WHAT THE TASK ASKS |
Leaving out the images, please reproduce each line below exactly.

INPUT DATA |
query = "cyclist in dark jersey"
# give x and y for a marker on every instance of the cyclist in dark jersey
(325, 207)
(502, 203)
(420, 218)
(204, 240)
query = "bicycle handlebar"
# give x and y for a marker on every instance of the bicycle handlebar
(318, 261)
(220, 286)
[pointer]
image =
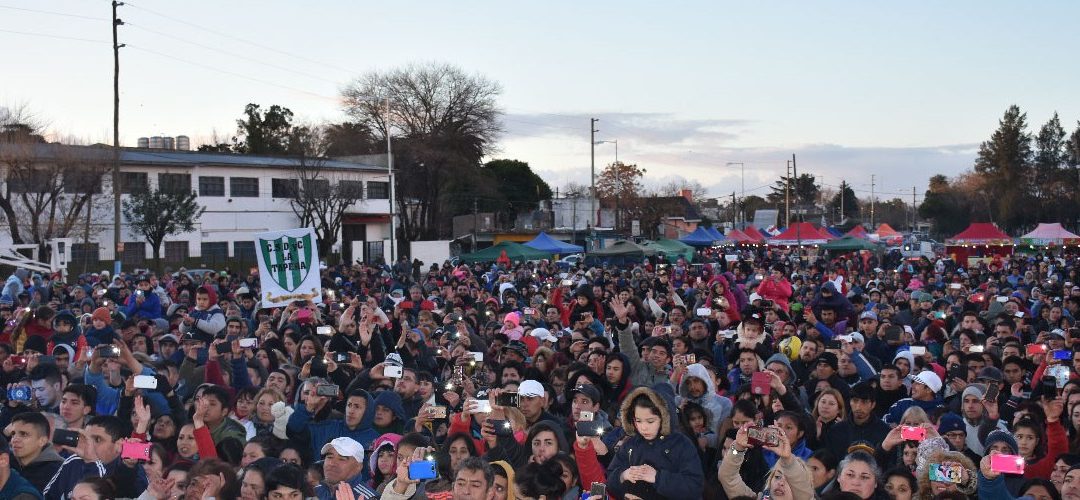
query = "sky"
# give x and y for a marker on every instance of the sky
(860, 92)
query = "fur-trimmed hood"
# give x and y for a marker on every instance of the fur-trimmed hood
(628, 420)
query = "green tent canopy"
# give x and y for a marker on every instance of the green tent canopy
(848, 244)
(515, 252)
(672, 249)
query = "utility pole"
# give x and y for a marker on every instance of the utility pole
(914, 210)
(873, 177)
(787, 197)
(592, 169)
(844, 188)
(116, 140)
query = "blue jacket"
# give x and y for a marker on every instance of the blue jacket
(108, 397)
(325, 431)
(359, 488)
(672, 454)
(149, 309)
(16, 487)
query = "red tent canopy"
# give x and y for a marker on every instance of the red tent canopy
(981, 233)
(754, 234)
(858, 231)
(799, 233)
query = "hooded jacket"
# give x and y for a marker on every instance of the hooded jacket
(511, 494)
(325, 431)
(717, 406)
(672, 454)
(42, 469)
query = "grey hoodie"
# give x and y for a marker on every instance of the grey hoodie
(717, 406)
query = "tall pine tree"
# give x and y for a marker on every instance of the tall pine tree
(1004, 163)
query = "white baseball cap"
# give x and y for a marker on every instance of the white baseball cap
(530, 389)
(543, 334)
(346, 447)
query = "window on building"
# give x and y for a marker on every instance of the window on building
(244, 252)
(244, 187)
(352, 189)
(378, 190)
(211, 186)
(82, 183)
(214, 252)
(84, 253)
(134, 253)
(316, 188)
(133, 181)
(176, 252)
(284, 188)
(174, 184)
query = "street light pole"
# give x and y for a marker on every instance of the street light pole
(742, 193)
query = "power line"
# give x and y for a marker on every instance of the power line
(233, 73)
(231, 37)
(65, 14)
(231, 54)
(58, 37)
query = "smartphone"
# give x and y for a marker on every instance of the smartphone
(594, 428)
(759, 383)
(598, 489)
(959, 372)
(422, 470)
(946, 472)
(108, 351)
(1007, 463)
(502, 428)
(483, 406)
(146, 381)
(913, 433)
(436, 411)
(66, 437)
(763, 435)
(892, 334)
(134, 450)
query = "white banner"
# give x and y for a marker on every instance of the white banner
(288, 267)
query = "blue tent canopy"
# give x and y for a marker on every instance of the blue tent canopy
(699, 238)
(715, 233)
(547, 243)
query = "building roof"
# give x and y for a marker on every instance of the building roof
(186, 159)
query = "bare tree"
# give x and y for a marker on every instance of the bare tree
(322, 199)
(46, 186)
(444, 122)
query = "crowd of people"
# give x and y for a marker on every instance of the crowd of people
(759, 374)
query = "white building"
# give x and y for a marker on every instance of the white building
(243, 196)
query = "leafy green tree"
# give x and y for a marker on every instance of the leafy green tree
(850, 201)
(262, 132)
(157, 214)
(1004, 163)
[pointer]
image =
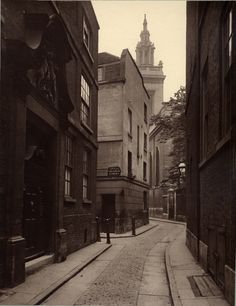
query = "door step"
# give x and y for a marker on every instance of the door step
(36, 264)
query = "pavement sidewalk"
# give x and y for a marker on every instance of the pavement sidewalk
(140, 230)
(190, 285)
(44, 282)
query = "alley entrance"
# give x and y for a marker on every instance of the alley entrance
(131, 272)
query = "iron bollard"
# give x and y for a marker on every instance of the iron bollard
(108, 231)
(98, 229)
(133, 227)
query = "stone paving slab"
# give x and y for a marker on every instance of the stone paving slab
(180, 266)
(39, 285)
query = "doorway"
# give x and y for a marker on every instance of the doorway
(108, 212)
(37, 206)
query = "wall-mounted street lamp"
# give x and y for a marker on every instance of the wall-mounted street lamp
(181, 169)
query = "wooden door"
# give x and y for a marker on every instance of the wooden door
(108, 211)
(36, 210)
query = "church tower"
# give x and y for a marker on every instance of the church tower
(152, 75)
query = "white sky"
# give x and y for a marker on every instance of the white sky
(122, 21)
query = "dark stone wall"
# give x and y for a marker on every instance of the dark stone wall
(211, 197)
(16, 109)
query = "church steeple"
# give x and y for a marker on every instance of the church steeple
(145, 23)
(145, 48)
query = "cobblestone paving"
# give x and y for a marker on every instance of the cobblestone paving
(120, 282)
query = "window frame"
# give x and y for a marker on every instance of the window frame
(130, 118)
(129, 164)
(144, 171)
(204, 111)
(145, 142)
(226, 69)
(68, 172)
(138, 141)
(145, 112)
(86, 33)
(85, 94)
(86, 166)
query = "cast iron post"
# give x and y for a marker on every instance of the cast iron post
(98, 229)
(133, 226)
(108, 231)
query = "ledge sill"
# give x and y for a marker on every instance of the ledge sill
(70, 200)
(87, 127)
(86, 201)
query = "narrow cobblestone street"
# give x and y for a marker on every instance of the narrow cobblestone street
(131, 272)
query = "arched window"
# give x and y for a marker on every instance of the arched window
(157, 166)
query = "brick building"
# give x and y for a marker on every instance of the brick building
(211, 139)
(123, 131)
(48, 132)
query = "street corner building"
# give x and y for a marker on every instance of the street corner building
(162, 202)
(211, 139)
(48, 132)
(123, 131)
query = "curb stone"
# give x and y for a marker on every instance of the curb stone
(170, 275)
(129, 236)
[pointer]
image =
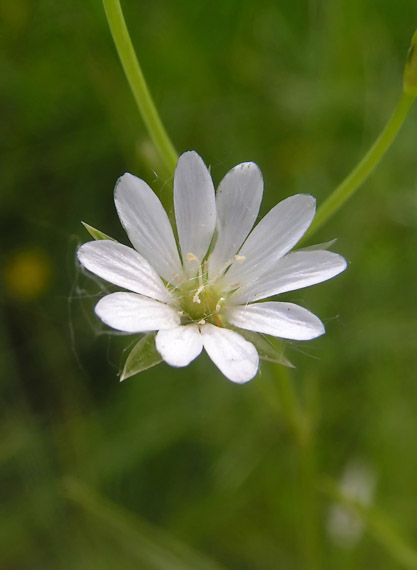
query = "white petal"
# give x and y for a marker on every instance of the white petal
(195, 207)
(237, 200)
(231, 353)
(123, 266)
(284, 320)
(294, 271)
(180, 345)
(272, 238)
(147, 225)
(132, 313)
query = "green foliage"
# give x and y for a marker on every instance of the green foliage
(180, 468)
(142, 357)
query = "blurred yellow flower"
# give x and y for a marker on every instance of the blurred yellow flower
(27, 274)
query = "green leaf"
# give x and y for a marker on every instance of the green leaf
(142, 356)
(96, 234)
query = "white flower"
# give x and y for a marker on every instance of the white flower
(197, 294)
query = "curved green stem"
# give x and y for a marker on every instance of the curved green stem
(301, 425)
(366, 166)
(138, 84)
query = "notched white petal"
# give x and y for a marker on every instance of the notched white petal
(238, 199)
(272, 238)
(123, 266)
(235, 357)
(132, 313)
(294, 271)
(180, 345)
(195, 207)
(283, 320)
(147, 225)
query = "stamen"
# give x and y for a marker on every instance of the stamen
(192, 257)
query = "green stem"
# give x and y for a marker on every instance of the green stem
(300, 424)
(366, 166)
(138, 84)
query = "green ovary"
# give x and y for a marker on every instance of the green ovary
(199, 304)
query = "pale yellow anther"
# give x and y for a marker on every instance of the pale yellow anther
(196, 298)
(192, 257)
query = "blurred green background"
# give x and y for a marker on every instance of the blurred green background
(181, 469)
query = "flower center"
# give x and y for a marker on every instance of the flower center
(199, 299)
(200, 303)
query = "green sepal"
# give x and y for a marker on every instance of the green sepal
(269, 348)
(96, 234)
(142, 356)
(318, 246)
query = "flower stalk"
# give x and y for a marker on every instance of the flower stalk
(138, 85)
(370, 161)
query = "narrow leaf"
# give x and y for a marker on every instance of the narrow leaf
(96, 234)
(142, 356)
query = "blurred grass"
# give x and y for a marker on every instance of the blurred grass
(302, 88)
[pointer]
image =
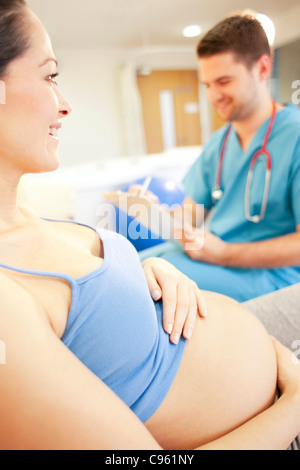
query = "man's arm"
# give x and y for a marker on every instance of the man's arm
(191, 213)
(275, 253)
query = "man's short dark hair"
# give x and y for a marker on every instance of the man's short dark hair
(242, 35)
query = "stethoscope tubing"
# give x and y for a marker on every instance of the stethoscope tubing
(262, 152)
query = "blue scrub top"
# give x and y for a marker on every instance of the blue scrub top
(283, 210)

TASK ANSWER |
query = "cyclist in dark jersey"
# give x and y for a marker on every instance of the cyclist in dark jersey
(325, 207)
(502, 203)
(420, 218)
(204, 240)
query = "bicycle handlebar"
# give x and y for a marker on every instance of the bicycle handlebar
(318, 261)
(220, 286)
[pointer]
image =
query = "sky"
# give x and y for a marker on every instance of the sky
(860, 92)
query = "fur-trimmed hood"
# give x and y for a marker on every instance of the fur-trimmed hood
(628, 420)
query = "green tent canopy"
# give x and y for a marker on every instance of the green tent canopy
(848, 244)
(515, 252)
(672, 249)
query = "utility pole"
# give x and y for a marker on every instance of the utility pole
(914, 210)
(873, 177)
(787, 197)
(592, 169)
(844, 188)
(116, 140)
query = "blue jacket"
# give x and y for a marker on every instance of the blue jacket
(108, 397)
(325, 431)
(359, 488)
(672, 454)
(149, 309)
(16, 487)
query = "red tent canopy"
# give x and y for a marker on every instance of the red tent canopy
(981, 233)
(754, 234)
(858, 231)
(799, 233)
query = "hooded jacket"
# give x and y for a marker on every instance of the hooded jacket
(511, 494)
(325, 431)
(717, 406)
(672, 454)
(42, 469)
query = "grey hoodie"
# give x and y for a marker on every instance of the grey hoodie
(717, 406)
query = "tall pine tree"
# give x and y for a marker on every instance of the tall pine tree
(1004, 163)
query = "white baseball cap"
# give x and y for a marker on every instance of the white baseball cap
(530, 389)
(543, 334)
(346, 447)
query = "window on building"
# give x and y for a marker on every instance of the window on building
(244, 252)
(244, 187)
(352, 189)
(378, 190)
(211, 186)
(82, 183)
(214, 252)
(84, 253)
(134, 253)
(316, 188)
(133, 181)
(176, 252)
(284, 188)
(174, 184)
query = "street light pole"
# give x and y for a marker on every instance of the street light pole
(742, 193)
query = "power line"
# give x and y for a marker on every instance of the power line
(233, 73)
(231, 37)
(65, 14)
(231, 54)
(58, 37)
query = "smartphone"
# give x and y for a marker on every instance of the smartphone
(594, 428)
(759, 383)
(598, 489)
(959, 372)
(422, 470)
(946, 472)
(108, 351)
(1007, 463)
(502, 428)
(483, 406)
(146, 381)
(913, 433)
(436, 411)
(66, 437)
(763, 435)
(892, 334)
(134, 450)
query = "white banner"
# give x and y for a marker on every instance of the white banner
(288, 267)
query = "blue tent canopy"
# give x and y for a marker on every instance of the blue tent canopy
(699, 238)
(715, 233)
(547, 243)
query = "building roof"
# give x and y for a marker on every instance of the building roof
(186, 159)
query = "bare tree"
# give x and y for a marker on every instance of the bare tree
(322, 199)
(46, 186)
(444, 122)
query = "crowd of people"
# give x and y for a marker on every instance of the crowd of people
(759, 374)
query = "white building"
# give x and y for a marker on every instance of the white building
(243, 196)
query = "leafy green tree"
# give x and y for a marker on every instance of the leafy green tree
(850, 201)
(262, 132)
(157, 214)
(1004, 163)
[pointer]
image =
query = "door step"
# give x and y for a marker on every instance of the door step
(36, 264)
query = "pavement sidewalk"
# give x and y for a marker on every instance of the pavement sidewalk
(140, 230)
(190, 285)
(44, 282)
query = "alley entrance"
# give x and y for a marker on every instance of the alley entrance
(131, 272)
query = "iron bollard"
# give x and y for a marker on every instance of the iron bollard
(108, 231)
(98, 229)
(133, 227)
query = "stone paving slab"
# give x and y for a marker on every instance of the stone paving slab
(180, 266)
(39, 285)
query = "doorway"
# give x and y for a marker on every instance of the doorway
(108, 212)
(37, 206)
query = "wall-mounted street lamp"
# give x and y for a marker on every instance of the wall-mounted street lamp
(181, 169)
query = "wooden door"
# give x and y for a marker on every instance of the wooden door
(108, 211)
(36, 210)
query = "church tower"
# give x and y for a marker on every instance of the church tower
(152, 75)
query = "white sky"
# give x and y for a marker on every instance of the white sky
(122, 21)
query = "dark stone wall"
# give x and y for a marker on every instance of the dark stone wall
(211, 197)
(16, 109)
query = "church steeple"
# give x and y for a marker on every instance of the church steeple
(145, 23)
(145, 48)
query = "cobblestone paving"
# give x and y for a marker on every instance of the cobblestone paving
(120, 282)
query = "window frame"
# give x and y for a marker on every instance of the window frame
(130, 118)
(129, 164)
(144, 171)
(204, 111)
(145, 142)
(226, 69)
(68, 172)
(138, 141)
(145, 112)
(86, 33)
(85, 94)
(86, 166)
query = "cast iron post"
# give x and y for a marker on every instance of the cast iron post
(98, 229)
(133, 226)
(108, 231)
query = "ledge sill"
# give x and y for a marker on every instance of the ledge sill
(70, 200)
(87, 127)
(86, 201)
query = "narrow cobblestone street"
# give x and y for a marker on every instance of the narrow cobblestone street
(131, 272)
query = "arched window"
# give x and y for a marker on every instance of the arched window
(157, 166)
query = "brick building"
# give x and y for a marker on every instance of the brick building
(211, 139)
(123, 131)
(48, 132)
query = "street corner building"
# give x and y for a marker on every instance of the street corner building
(162, 202)
(211, 139)
(48, 132)
(123, 131)
query = "curb stone"
# give x and y for a marker on every instance of the curb stone
(170, 275)
(129, 236)
[pointer]
image =
query = "white petal"
# give x and y for a marker on every instance of the white petal
(195, 207)
(237, 200)
(231, 353)
(123, 266)
(284, 320)
(294, 271)
(180, 345)
(272, 238)
(147, 225)
(132, 313)
query = "green foliage"
# give x and y for a marker on every instance of the green foliage
(180, 468)
(142, 357)
query = "blurred yellow flower"
# give x and y for a marker on every instance of the blurred yellow flower
(27, 274)
query = "green leaf"
# give x and y for a marker on every instance of the green leaf
(142, 356)
(96, 234)
query = "white flower"
# give x and y for a marker on every instance of the white flower
(197, 294)
query = "curved green stem"
# give x and y for a marker on every instance of the curved green stem
(301, 425)
(366, 166)
(138, 84)
query = "notched white petal"
# give x and y for a marker on every instance of the notched white petal
(238, 199)
(272, 238)
(123, 266)
(235, 357)
(132, 313)
(294, 271)
(180, 345)
(195, 207)
(283, 320)
(147, 225)
query = "stamen"
# give x and y for a marker on every instance of the stamen
(192, 257)
query = "green stem"
# give x and y for a marker on every instance of the green stem
(300, 424)
(366, 166)
(138, 84)
query = "green ovary"
# give x and y for a marker on every instance of the green ovary
(199, 304)
query = "pale yellow anther"
# give x and y for a marker on every instance of the pale yellow anther
(196, 298)
(192, 257)
query = "blurred green background"
# give x and y for a marker on every instance of the blurred green background
(181, 469)
query = "flower center"
# give x and y for a marker on every instance of the flower center
(199, 299)
(200, 303)
query = "green sepal"
# give x and y for a marker on every instance of the green sepal
(269, 348)
(96, 234)
(142, 356)
(318, 246)
query = "flower stalk"
# give x and y for a marker on every instance of the flower stalk
(138, 85)
(370, 161)
query = "narrow leaf"
# give x and y for a marker on every instance of the narrow leaf
(96, 234)
(142, 356)
query = "blurred grass"
# give x and y for a marker on every instance of the blurred grass
(302, 88)
[pointer]
image =
query = "man's arm"
# give x and y for a marker on every instance of the man's arm
(191, 213)
(275, 253)
query = "man's short dark hair"
# give x and y for a marker on every instance of the man's short dark hair
(242, 35)
query = "stethoscope tubing"
# give x and y for a marker on every instance of the stethoscope tubing
(262, 152)
query = "blue scrub top"
# give x and y for a marker on every instance of the blue scrub top
(283, 210)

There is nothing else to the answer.